Material provided: Begin

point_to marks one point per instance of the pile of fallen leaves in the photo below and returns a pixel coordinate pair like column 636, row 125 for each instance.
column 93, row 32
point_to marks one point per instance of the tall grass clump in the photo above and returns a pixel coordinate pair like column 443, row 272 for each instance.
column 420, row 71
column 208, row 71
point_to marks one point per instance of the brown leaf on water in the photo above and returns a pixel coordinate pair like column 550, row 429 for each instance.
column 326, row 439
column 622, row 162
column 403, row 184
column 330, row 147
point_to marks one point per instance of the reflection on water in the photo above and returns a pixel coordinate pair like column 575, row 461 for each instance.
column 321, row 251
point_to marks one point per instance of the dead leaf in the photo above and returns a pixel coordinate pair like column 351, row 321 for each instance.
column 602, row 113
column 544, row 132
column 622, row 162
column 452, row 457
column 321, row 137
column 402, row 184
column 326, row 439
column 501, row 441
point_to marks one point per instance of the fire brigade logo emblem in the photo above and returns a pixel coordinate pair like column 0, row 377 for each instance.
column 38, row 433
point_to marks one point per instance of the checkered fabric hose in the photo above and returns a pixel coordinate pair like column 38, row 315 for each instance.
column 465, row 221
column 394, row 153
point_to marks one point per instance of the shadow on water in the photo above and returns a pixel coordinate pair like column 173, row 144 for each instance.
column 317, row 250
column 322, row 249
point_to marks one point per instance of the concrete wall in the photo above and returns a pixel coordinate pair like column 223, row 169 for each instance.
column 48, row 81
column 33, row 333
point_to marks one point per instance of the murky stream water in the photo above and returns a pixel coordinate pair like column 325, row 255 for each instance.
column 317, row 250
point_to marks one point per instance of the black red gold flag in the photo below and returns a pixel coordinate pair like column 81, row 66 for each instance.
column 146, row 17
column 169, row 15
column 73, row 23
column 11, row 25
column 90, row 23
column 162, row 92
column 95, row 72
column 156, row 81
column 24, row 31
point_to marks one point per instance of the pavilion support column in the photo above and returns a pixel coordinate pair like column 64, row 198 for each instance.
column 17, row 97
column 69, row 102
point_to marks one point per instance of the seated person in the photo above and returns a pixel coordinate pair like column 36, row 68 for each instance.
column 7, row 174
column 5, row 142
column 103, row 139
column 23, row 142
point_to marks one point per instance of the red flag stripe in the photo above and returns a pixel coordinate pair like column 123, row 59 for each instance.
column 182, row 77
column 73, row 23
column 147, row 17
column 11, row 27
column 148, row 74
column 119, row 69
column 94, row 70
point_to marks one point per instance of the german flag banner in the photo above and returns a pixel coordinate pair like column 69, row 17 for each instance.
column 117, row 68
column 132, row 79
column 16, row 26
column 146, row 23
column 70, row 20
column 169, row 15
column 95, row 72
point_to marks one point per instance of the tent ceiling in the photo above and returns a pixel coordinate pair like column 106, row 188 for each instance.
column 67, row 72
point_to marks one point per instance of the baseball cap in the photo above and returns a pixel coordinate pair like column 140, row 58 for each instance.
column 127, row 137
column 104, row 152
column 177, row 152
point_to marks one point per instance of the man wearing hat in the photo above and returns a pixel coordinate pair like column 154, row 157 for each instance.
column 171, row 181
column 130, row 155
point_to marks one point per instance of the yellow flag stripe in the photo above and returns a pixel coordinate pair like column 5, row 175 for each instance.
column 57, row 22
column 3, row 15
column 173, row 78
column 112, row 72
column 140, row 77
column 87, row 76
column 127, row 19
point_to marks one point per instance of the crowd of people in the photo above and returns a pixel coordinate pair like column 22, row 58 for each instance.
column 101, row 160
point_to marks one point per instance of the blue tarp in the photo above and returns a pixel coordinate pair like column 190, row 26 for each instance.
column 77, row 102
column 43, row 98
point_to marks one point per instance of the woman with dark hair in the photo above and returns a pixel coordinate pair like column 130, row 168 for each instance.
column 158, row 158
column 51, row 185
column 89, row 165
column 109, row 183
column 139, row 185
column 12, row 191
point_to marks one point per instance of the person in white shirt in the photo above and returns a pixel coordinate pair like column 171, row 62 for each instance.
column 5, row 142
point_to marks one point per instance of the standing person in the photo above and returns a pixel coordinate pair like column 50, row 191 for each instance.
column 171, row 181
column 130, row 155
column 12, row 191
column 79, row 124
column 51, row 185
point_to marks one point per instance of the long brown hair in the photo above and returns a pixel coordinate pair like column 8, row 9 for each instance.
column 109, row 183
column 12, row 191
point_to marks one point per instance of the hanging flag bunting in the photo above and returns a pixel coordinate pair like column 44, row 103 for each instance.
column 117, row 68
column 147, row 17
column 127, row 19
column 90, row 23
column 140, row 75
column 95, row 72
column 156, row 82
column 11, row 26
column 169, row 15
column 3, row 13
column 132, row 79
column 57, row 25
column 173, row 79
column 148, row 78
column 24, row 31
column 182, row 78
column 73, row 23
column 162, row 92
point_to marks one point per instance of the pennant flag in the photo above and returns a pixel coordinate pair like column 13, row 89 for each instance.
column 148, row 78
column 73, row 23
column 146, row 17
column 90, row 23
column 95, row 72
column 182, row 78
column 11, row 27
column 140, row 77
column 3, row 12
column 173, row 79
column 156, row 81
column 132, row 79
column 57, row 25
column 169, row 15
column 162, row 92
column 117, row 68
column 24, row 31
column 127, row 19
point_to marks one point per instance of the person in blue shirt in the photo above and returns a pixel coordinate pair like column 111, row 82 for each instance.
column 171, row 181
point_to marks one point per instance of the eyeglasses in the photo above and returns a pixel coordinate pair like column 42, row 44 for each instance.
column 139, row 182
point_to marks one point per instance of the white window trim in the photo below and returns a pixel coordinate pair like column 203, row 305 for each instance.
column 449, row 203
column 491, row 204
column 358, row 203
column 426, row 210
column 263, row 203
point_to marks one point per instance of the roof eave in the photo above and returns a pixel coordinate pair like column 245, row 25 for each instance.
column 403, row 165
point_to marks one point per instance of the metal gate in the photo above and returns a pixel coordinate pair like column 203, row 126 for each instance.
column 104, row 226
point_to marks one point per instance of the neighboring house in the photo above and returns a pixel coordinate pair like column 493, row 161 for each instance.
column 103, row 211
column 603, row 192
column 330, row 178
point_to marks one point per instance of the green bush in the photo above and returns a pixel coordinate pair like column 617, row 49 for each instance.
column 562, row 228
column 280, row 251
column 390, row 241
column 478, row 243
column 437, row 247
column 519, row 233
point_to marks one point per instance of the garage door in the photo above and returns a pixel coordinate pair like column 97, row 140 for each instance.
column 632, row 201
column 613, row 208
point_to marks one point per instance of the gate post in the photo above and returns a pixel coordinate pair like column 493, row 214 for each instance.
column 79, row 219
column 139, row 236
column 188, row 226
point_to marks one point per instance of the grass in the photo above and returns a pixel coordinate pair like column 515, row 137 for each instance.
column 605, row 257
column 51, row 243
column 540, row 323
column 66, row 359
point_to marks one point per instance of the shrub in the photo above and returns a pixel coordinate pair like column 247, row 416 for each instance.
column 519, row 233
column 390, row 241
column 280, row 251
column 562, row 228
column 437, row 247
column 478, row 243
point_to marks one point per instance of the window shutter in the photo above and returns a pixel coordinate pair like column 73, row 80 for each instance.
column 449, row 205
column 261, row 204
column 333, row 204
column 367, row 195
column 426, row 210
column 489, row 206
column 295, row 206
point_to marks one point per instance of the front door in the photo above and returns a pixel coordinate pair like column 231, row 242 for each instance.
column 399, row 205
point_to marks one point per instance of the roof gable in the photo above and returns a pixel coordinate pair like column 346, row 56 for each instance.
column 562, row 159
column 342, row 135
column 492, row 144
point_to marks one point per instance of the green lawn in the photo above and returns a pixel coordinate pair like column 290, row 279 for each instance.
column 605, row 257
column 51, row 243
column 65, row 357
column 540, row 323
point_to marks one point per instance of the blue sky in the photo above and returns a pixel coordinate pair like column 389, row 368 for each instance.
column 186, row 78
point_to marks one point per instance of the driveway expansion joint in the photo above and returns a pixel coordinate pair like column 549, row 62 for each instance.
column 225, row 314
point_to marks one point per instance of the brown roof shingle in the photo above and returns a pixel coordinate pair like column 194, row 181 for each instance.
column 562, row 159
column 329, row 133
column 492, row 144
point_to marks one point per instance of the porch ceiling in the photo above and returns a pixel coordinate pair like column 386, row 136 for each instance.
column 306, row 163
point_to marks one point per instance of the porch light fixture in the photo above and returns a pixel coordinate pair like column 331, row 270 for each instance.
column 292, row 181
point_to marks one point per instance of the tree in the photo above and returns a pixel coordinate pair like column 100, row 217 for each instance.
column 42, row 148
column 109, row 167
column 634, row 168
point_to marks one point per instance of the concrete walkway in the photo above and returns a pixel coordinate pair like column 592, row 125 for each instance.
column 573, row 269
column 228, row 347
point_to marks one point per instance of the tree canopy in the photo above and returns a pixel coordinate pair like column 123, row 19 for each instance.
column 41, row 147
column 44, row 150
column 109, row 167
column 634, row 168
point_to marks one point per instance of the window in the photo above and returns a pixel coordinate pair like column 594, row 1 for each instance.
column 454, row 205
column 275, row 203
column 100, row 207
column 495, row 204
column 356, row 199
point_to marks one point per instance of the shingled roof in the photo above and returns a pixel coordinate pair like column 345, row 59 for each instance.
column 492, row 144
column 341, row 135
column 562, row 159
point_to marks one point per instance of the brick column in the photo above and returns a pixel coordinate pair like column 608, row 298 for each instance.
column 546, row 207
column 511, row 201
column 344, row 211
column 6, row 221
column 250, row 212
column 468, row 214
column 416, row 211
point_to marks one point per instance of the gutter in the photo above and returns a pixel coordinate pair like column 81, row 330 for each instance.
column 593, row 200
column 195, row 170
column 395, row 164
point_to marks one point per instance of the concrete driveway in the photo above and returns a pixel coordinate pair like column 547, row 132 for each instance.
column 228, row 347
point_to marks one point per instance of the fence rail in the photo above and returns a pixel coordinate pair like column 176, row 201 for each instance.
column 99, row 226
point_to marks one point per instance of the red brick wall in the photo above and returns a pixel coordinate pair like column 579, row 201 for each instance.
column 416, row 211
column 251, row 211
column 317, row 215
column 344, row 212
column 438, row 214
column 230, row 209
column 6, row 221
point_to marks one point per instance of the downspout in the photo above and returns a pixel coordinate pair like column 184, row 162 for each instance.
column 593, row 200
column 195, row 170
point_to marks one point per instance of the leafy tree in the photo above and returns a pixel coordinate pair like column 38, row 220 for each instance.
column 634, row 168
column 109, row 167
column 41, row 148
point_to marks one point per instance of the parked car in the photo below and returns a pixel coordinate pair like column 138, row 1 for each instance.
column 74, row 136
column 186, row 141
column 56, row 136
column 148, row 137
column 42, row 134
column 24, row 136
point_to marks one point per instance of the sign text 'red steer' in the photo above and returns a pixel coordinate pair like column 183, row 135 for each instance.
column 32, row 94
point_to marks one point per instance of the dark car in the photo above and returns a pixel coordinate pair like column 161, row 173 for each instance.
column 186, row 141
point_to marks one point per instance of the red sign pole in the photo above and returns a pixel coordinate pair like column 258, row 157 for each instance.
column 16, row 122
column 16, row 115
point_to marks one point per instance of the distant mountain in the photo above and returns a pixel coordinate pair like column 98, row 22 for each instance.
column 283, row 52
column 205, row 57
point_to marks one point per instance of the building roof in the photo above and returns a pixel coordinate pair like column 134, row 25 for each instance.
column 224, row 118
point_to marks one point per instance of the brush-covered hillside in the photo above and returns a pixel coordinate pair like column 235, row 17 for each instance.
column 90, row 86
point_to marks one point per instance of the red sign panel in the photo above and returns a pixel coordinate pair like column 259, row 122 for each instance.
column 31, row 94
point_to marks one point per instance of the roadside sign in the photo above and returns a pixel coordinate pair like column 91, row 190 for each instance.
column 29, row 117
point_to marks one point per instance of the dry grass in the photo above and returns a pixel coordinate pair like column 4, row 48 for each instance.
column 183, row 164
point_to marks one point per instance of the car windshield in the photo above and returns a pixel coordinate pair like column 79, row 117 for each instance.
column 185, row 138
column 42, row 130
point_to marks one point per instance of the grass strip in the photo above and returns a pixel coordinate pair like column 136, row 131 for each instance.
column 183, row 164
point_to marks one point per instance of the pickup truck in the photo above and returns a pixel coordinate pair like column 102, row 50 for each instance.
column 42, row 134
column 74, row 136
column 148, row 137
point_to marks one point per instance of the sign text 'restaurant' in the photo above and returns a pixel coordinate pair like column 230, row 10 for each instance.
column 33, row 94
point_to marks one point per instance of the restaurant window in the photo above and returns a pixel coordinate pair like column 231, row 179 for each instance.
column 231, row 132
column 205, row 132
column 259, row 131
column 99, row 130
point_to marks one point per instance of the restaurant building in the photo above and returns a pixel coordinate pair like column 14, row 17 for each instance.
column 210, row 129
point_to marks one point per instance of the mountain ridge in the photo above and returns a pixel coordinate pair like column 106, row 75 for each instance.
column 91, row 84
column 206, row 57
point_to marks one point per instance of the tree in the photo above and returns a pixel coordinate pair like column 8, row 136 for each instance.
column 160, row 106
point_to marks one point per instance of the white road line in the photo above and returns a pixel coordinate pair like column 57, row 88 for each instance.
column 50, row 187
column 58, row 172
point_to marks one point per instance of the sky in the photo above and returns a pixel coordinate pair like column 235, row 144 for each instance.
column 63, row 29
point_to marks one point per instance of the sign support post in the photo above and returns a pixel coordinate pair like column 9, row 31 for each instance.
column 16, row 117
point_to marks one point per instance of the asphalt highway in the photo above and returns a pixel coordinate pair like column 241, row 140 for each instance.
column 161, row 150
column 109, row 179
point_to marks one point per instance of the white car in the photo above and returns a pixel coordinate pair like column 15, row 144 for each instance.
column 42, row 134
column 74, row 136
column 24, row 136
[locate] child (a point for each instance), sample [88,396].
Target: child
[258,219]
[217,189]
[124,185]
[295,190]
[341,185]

Material provided: End

Set down exactly the lines of the listing above, from the line holding "[locate] child (a" through its last line, with nothing added.

[locate] child (a point for each instance), sample [88,396].
Target: child
[258,219]
[217,189]
[124,185]
[295,190]
[341,185]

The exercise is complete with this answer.